**やること**:
[1] 文書抜粋によると、筆者がソフトウェア業界で働き始めてから何年あまりになるか。
[2] 文書抜粋の「どんな入力データが来ても」で始まる段落を、主な内容を残して短く書き直すこと。
[3] 文書抜粋のうち、「どんな入力データが来ても大丈」から「同一人物が書いたコードでも、品質は一定のものになりません。」までを、両端も含めてそのまま書き写してください。

**文書抜粋**:
プログラマyasuhoの隠れ家

某ソフトウェア企業に勤務するおじさんプログラマyasuhoです

プログラムは偶然で動く


コードを直したくなる衝動にかられることは多くあります。しかし、コードを修正するということは変更した部分に関して責任を持つということです。たとえ1ラインの変更であっても、それに伴う動作確認の工数を、プログラマはあらかじめ予測し、リスクに備えておく必要があるでしょう。

コードを直したくなる衝動


小野和俊さんのブログより:


人のプログラムを自分色に染めてしまいたくなる衝動

担当者に代わって機能追加を行うのが本来の目的だったはずなのに、
該当箇所の周辺の実装をフムフムなるほどと確認しているうちに
自分だったらこう書くな、と思う箇所があると、
直接関係ない箇所まで自分色に染め始めてしまうのが
プログラマーとしての私の性質の一つである。


私もそういう衝動にかられることはよくありますね。レベル1/2はまあまあ許せるとして、レベル3あたりになると、ちょっと耐えられなくなってきます。ただ、明らかにバグと思われるコードであっても、実際に書き換えるのはちょっと怖いです。特にそのソフトウェアがすでに出荷した後であった場合は。


少しの修正であっても、コードを直すことは勇気が必要になることがあります。その原因はどこにあるのでしょうか。

プログラムは偶然で動く


プログラムは偶然で動く。


ソフトウェア業界で働き始めて25年あまりになります。長いわりにそれほど多くの経験をしてきていないのですが、そんな私でもプログラムというものは偶然で動いているのではないかと思うようになりました。


そう思うようになった理由は以下のようなことからです。

暗黙の了解が増えていく


ソフトウェアは作れば作るほど暗黙の了解が増えていきます。


どんな入力データが来ても大丈夫なように設計する。簡単そうで一番難しいのがソフトウェアの入力データチェックです。最初は色々なケースを考えてデータの範囲や正当性をチェックするコードを書くでしょう。しかしながら、あらゆるケースを想定して処理ロジックを組むと、かなりの作業量となることがあります。そこで「この実装ではこの範囲のデータしか想定しない」という割り切りをすることになります。


しかし、それが意外な使われ方をしたりすると、思わぬバグを呼ぶことがあるのです。しかもそういう細かな「仕様」は作ったプログラマしか知らないことも多く、問題を複雑にしがちです。「理由はよく分からないけど、このライブラリは必ず最初の呼び出しが失敗する」といった経験はありませんか!?

品質が一定ではない


同一人物が書いたコードでも、品質は一定のものになりません。


実際にコードを書く時、プログラマはいろいろなことに気を使いながらプログラムを作っています。APIがエラーを返した時、パラメータに思いもしない値が渡された時、スレッドセーフになっているか、ファイルの排他制御を考慮しているか、等々。それ以外にも多くの注意を払いながらプログラムは書かれているのです。

**データ内容**:
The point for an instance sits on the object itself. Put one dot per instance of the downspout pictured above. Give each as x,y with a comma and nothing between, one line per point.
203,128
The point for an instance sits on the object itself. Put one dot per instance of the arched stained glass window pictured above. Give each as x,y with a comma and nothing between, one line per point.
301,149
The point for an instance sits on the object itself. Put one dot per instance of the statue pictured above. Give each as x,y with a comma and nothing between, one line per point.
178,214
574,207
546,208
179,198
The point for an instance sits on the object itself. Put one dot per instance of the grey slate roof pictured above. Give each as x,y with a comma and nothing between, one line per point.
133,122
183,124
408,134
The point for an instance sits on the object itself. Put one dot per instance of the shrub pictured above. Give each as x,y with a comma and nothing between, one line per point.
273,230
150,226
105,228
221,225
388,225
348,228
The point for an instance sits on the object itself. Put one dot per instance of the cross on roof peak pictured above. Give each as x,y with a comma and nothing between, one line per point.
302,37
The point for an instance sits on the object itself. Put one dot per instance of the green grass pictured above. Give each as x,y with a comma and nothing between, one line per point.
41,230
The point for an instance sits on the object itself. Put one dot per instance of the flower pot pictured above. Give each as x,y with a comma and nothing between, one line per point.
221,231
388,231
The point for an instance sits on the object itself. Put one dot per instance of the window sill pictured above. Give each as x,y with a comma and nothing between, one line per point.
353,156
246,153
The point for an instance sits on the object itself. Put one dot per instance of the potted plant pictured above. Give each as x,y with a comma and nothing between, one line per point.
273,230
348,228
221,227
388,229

==

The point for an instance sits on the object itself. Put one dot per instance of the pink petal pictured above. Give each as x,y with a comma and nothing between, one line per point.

**解答一覧**:
[1] 25年あまり

[2] 入力データチェックは簡単そうに見えて、ソフトウェアで最も難しい部分である。最初はさまざまなケースを考えてデータの範囲や正当性をチェックするコードを書く。しかし、あらゆるケースを想定すると作業量が大きくなる。そのため「この実装ではこの範囲のデータしか想定しない」と割り切ることになる。

[3]
どんな入力データが来ても大丈夫なように設計する。簡単そうで一番難しいのがソフトウェアの入力データチェックです。最初は色々なケースを考えてデータの範囲や正当性をチェックするコードを書くでしょう。しかしながら、あらゆるケースを想定して処理ロジックを組むと、かなりの作業量となることがあります。そこで「この実装ではこの範囲のデータしか想定しない」という割り切りをすることになります。


しかし、それが意外な使われ方をしたりすると、思わぬバグを呼ぶことがあるのです。しかもそういう細かな「仕様」は作ったプログラマしか知らないことも多く、問題を複雑にしがちです。「理由はよく分からないけど、このライブラリは必ず最初の呼び出しが失敗する」といった経験はありませんか!?

品質が一定ではない


同一人物が書いたコードでも、品質は一定のものになりません。